WHAT THIS TASK INVOLVES: When you reach the line that has "Look at the photo above. For every instance of the white" in the material below, reproduce it and each line after it exactly, through the last one.

******************************

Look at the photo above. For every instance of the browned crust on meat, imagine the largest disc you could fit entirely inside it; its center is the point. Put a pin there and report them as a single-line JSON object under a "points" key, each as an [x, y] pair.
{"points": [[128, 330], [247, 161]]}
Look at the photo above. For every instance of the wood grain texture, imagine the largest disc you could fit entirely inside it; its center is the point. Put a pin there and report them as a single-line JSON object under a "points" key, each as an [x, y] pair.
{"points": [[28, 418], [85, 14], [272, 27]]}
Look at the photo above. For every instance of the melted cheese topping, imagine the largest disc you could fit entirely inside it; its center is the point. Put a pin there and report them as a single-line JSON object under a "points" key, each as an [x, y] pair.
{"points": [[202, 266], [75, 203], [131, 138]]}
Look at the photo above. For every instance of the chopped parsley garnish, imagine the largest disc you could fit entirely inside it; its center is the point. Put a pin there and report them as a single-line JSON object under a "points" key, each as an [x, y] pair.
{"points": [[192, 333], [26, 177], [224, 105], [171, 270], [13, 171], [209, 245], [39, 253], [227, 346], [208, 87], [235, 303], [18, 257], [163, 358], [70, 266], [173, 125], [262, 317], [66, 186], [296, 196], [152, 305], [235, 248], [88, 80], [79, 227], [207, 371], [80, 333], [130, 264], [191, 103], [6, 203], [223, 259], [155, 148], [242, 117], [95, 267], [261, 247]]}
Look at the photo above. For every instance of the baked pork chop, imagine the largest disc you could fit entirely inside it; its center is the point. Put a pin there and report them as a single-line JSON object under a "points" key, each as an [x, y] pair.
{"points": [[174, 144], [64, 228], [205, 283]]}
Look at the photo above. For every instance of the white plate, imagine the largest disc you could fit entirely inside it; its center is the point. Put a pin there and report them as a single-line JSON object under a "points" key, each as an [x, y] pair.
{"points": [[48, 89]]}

******************************

TASK SOLUTION:
Look at the photo above. For every instance of the white plate, imagine the largest disc you could fit entirely inside it; its center is the point. Put a pin there and report them as a single-line JSON object under a "points" key, each as an [x, y] pair.
{"points": [[48, 89]]}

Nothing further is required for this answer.